(Objective)
Answer these questions from the passage on predicting missing values:
1. Which two imputation models does the tool currently support?
2. Which tool is more appropriate when missing data depends mainly on spatial proximity or temporal continuity?
3. Where can both primary model types be accessed?

(Given passage)
Real-world spatial and tabular datasets frequently contain missing or incomplete values due to sensor outages, survey nonresponses, data integration issues, or manual data entry errors. Missing values reduce data quality, limit analysis, and can negatively affect downstream modeling and decision-making. Discarding records with missing values often results in significant information loss, making intelligent imputation a critical preprocessing step.

The Predict Missing Values Using AI Model tool fills missing numeric values in feature layers and standalone tables using advanced machine learning and deep learning models. Unlike statistical gap-filling methods that operate on individual fields independently, this tool captures relationships across all available fields to produce statistically consistent and context-aware imputations.

This tool does not account for relationships between neighboring features in space or time when filling missing values. The Fill Missing Values tool is more appropriate when the missing data is primarily influenced by spatial proximity or temporal continuity.

The tool currently supports both XGBoost based Imputation and DistilGPT-2 based Imputation models packaged as Esri Model Definition files (.emd) or Deep Learning Packages (.dlpk), allowing you to choose the most appropriate approach based on dataset size, complexity, and system resources.

An AI Based Approach

Statistical imputation methods such as minimum, maximum, mean, median, or mode replace missing values using global statistics or values from neighboring locations in space or time. While fast and easy to apply, these approaches have the following limitations:

  • Ignore relationships between multiple fields.

  • Treat each missing value independently.

  • Fail to capture nonlinear interactions or dependencies.

  • Can bias results when missing values are not random.

The Predict Missing Values Using AI Model tool addresses these limitations by modeling the joint distribution of features, enabling more accurate and realistic imputations, especially for complex, high-dimensional datasets.

Supported imputation models

The tool supports two primary model types, both accessible through ArcGIS Living Atlas of the World.

(Collected data)
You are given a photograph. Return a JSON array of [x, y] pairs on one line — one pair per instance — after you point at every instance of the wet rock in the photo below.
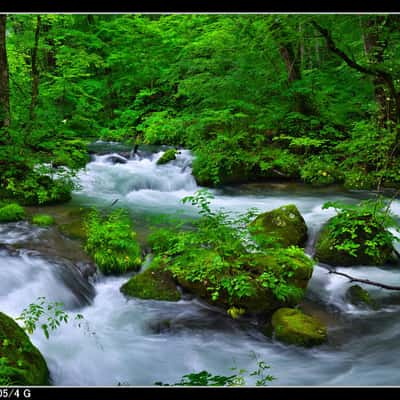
[[116, 159], [360, 297], [11, 212], [326, 250], [285, 225], [262, 299], [154, 283], [168, 156], [293, 327], [43, 220]]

(Final result)
1. XGBoost based Imputation and DistilGPT-2 based Imputation.
2. The Fill Missing Values tool.
3. ArcGIS Living Atlas of the World.